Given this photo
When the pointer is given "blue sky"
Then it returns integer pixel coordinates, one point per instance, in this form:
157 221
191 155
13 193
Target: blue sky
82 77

::::::::::

**Exercise prompt:** Render every line of the entries above as a numbered list, omitting any blank lines.

**The response:**
1. Given this photo
2. When the pointer is given "blue sky"
3. Then it returns integer pixel coordinates, one point per instance, in this form:
4. 157 221
5. 191 155
6. 13 193
7. Target: blue sky
8. 82 77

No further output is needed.